LUIZ FLÁVIO GOMES (@professorLFG)*
**Não se trata de uma violência qualquer. A mais
compreensiva (e, ao mesmo tempo, complexa) definição de bullying é a
seguinte: ele compreende atitudes agressivas
de todas as formas, praticadas intencional e repetidamente,
dentro de uma relação de desigual poder e sem motivação
evidente, emanadas de um ou mais indivíduos contra outro(s), causando dor e
angústia (Fante, 2005).
O que diferencia o bullying escolar de
outros conflitos ou desavenças dentro das escolas é seu caráter
repetitivo, sistemático,
doloroso e intencional de agredir
alguém (verbal, física, moral, sexual, virtual ou psicologicamente),
notoriamente em situação de vulnerabilidade, evidenciando um desequilíbrio
de força (poder e dominação) entre os envolvidos.

**Exercício proposto:**
Transcreva sem alterações o trecho do texto sobre bullying entre "O que diferencia" e "entre os envolvidos.", inclusive.

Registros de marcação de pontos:
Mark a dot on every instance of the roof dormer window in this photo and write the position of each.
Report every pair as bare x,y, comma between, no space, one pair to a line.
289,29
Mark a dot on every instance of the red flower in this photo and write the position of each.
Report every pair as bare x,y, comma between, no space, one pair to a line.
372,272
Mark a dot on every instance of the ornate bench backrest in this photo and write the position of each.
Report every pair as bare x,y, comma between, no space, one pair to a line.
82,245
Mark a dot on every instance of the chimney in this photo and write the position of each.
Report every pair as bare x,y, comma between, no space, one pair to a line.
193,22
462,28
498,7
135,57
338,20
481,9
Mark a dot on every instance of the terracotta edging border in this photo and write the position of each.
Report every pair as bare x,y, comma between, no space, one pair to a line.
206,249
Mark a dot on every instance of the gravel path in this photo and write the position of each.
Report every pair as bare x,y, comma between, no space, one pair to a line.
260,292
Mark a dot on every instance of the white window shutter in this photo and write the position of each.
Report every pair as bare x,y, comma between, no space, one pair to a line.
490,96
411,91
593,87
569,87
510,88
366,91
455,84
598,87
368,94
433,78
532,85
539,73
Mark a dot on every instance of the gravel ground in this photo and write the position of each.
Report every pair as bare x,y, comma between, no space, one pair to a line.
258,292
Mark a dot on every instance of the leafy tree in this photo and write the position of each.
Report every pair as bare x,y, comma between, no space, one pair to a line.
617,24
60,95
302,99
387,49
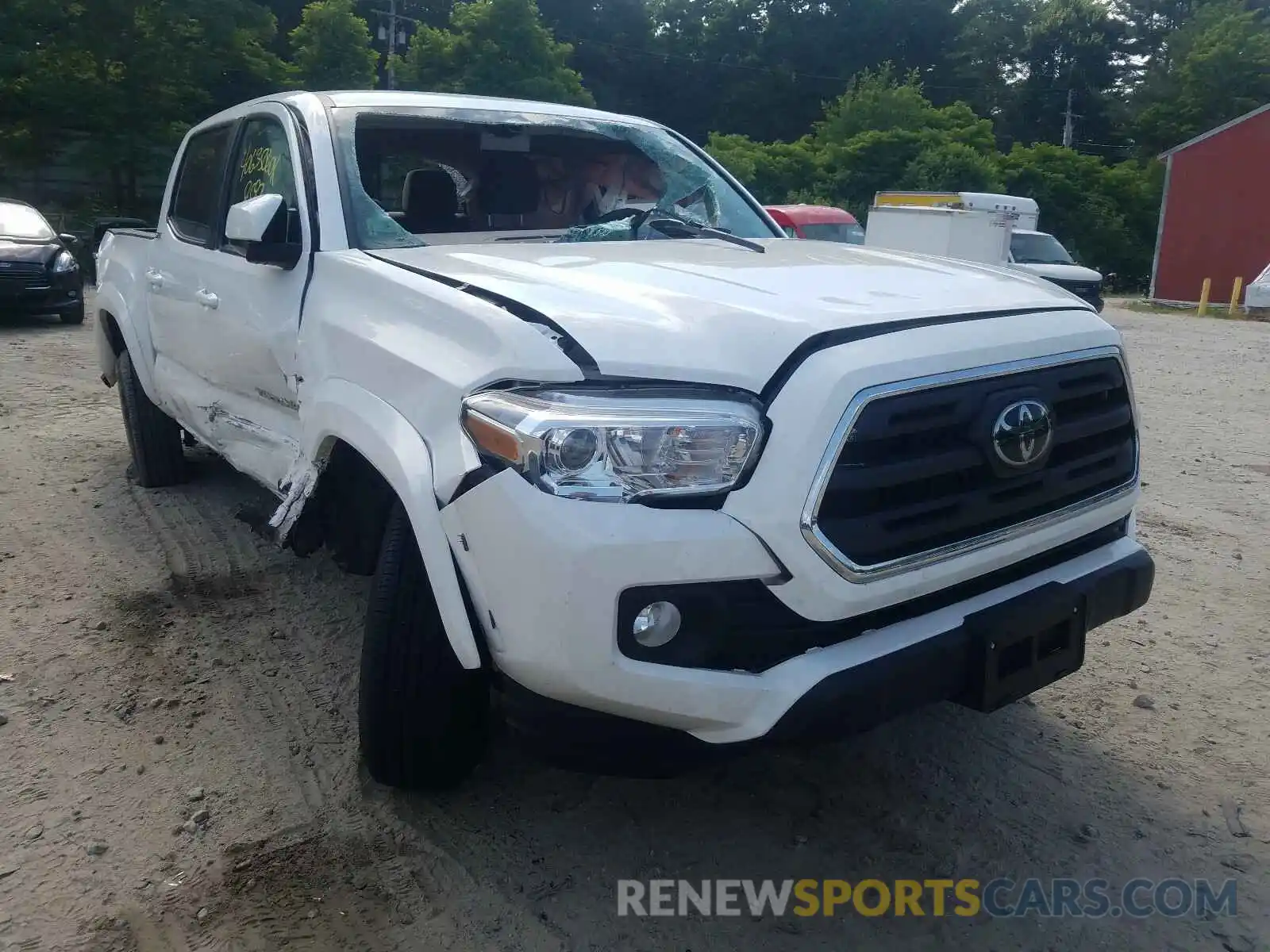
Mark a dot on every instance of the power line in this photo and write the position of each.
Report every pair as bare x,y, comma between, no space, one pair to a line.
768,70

**Tarefa concluída:**
O que diferencia o bullying escolar de
outros conflitos ou desavenças dentro das escolas é seu caráter
repetitivo, sistemático,
doloroso e intencional de agredir
alguém (verbal, física, moral, sexual, virtual ou psicologicamente),
notoriamente em situação de vulnerabilidade, evidenciando um desequilíbrio
de força (poder e dominação) entre os envolvidos.